Raw records:
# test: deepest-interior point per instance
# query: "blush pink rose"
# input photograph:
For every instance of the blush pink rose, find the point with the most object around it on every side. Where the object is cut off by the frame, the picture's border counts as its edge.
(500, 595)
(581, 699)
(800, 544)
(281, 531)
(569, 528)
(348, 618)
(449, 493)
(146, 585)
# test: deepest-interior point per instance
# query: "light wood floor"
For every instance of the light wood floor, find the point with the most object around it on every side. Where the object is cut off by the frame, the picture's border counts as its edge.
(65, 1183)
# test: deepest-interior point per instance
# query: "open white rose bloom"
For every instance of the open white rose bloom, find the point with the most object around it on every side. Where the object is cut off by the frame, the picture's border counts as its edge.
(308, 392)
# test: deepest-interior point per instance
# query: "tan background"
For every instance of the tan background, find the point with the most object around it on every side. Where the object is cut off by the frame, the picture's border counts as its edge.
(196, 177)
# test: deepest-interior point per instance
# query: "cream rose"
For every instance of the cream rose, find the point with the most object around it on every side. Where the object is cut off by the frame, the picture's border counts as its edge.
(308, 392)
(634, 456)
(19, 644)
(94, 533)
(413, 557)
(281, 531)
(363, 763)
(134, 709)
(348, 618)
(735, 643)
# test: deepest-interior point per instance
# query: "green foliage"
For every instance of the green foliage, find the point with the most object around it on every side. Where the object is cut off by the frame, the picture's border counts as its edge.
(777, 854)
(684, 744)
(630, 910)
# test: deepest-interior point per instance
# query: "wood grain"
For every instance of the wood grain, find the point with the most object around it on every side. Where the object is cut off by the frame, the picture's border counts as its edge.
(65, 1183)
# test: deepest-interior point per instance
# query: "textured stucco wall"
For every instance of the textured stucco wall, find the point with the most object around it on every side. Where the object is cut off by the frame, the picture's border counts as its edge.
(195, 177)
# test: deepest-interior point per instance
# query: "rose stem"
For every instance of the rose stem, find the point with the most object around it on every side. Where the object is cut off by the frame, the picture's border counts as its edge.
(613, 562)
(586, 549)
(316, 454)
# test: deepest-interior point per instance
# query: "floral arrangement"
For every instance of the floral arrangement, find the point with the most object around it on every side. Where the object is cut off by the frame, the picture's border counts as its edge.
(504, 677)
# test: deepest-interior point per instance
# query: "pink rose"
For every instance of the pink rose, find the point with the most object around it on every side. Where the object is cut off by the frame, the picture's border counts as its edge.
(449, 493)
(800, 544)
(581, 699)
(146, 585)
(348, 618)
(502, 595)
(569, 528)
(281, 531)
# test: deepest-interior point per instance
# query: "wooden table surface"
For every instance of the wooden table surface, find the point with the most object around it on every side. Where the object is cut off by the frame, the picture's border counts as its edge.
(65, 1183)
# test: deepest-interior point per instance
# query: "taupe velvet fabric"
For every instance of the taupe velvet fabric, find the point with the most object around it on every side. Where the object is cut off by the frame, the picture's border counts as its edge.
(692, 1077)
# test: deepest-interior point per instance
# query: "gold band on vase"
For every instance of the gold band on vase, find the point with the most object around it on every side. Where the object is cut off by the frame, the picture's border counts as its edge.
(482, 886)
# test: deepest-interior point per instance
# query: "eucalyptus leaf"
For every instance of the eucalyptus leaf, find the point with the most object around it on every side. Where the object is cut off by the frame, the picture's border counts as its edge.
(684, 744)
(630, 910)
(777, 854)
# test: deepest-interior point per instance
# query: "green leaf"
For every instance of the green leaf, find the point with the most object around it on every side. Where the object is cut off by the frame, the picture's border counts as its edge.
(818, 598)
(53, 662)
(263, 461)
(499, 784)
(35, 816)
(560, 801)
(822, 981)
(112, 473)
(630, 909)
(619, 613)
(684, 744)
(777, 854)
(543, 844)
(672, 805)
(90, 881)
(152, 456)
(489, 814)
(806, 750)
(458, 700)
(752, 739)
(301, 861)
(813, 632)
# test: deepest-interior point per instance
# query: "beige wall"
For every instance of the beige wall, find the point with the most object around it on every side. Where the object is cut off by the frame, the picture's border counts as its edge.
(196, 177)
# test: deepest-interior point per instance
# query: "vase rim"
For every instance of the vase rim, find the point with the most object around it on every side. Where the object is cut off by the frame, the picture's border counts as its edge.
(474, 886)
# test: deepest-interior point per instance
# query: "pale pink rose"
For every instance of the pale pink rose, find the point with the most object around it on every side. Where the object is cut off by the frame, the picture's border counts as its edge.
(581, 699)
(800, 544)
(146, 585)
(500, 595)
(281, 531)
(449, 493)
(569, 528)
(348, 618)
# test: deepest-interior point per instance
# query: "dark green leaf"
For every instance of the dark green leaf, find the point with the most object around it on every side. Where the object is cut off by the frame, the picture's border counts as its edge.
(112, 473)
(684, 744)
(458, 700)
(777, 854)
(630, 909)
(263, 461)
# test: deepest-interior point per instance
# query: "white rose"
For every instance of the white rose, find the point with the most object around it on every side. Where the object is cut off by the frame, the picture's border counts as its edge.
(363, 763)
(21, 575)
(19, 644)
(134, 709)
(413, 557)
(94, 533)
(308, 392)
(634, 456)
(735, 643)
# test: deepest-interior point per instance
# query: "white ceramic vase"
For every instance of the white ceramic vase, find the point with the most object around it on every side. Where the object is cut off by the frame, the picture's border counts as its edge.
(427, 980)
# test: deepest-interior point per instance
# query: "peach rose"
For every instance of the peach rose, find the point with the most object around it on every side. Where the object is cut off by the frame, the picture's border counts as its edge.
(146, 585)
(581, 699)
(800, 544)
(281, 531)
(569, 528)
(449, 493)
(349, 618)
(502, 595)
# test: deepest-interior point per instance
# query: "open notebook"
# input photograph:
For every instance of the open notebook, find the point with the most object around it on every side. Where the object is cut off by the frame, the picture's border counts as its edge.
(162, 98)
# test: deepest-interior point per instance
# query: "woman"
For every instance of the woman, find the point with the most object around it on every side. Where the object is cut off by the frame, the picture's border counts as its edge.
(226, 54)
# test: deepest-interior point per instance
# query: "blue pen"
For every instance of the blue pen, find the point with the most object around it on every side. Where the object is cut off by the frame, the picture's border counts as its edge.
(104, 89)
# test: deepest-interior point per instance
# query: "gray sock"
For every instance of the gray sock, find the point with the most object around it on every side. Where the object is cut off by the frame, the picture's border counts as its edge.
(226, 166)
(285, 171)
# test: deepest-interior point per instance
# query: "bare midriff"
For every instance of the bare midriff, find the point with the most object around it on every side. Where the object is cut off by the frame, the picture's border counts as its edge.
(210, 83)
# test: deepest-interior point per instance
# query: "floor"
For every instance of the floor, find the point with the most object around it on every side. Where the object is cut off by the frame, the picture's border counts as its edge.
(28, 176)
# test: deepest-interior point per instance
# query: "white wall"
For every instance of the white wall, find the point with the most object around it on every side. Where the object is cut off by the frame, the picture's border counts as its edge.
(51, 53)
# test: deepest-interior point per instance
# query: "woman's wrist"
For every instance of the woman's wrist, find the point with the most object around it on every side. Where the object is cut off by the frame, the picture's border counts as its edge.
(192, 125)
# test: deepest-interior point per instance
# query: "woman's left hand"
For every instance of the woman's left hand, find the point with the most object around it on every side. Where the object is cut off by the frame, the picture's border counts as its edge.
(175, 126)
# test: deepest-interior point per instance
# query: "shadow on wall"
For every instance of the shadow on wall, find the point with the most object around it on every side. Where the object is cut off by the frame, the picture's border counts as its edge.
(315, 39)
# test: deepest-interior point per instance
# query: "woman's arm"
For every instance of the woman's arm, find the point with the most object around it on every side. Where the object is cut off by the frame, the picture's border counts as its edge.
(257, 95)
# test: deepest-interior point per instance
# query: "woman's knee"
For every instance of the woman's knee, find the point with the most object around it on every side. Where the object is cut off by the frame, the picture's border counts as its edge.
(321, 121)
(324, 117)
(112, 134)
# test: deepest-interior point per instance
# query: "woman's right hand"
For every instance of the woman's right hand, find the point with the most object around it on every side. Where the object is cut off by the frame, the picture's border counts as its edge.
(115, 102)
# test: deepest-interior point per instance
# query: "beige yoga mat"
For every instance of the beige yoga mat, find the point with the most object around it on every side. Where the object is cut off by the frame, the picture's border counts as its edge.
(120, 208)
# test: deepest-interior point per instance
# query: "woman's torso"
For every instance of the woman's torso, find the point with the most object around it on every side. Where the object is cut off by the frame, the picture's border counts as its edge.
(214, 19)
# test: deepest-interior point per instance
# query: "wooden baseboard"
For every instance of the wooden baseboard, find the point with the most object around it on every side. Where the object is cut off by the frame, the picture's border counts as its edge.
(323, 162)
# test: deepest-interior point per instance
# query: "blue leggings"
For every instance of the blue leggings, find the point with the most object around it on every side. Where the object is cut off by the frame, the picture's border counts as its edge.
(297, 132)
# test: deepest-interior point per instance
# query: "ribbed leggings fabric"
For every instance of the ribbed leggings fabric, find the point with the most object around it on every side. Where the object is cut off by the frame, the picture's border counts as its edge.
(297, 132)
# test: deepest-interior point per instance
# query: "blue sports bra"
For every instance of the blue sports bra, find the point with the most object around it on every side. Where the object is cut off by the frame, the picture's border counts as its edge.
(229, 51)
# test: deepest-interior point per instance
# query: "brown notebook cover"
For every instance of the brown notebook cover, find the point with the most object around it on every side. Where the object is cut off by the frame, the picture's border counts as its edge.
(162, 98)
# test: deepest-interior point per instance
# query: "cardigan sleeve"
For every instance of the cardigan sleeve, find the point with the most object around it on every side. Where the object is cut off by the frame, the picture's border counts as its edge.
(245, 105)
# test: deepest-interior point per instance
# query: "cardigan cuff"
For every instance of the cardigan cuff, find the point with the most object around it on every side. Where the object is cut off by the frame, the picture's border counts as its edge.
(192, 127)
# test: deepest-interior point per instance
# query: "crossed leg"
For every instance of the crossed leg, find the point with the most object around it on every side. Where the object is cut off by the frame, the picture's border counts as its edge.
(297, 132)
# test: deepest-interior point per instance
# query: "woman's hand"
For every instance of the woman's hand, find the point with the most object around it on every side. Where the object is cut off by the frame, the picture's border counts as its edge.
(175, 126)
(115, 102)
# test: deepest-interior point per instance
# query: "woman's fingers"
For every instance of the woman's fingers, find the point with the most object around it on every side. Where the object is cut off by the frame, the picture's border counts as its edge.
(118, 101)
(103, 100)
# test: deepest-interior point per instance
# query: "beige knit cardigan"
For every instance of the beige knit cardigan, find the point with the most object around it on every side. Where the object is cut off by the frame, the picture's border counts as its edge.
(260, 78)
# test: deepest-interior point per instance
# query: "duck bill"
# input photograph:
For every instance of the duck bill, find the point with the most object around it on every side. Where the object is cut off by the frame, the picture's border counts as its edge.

DIRECTIONS FOR THIS TASK: Count the lines of the raw records that contain the string "baseboard", and give only that number.

SOLVED PROBLEM: 2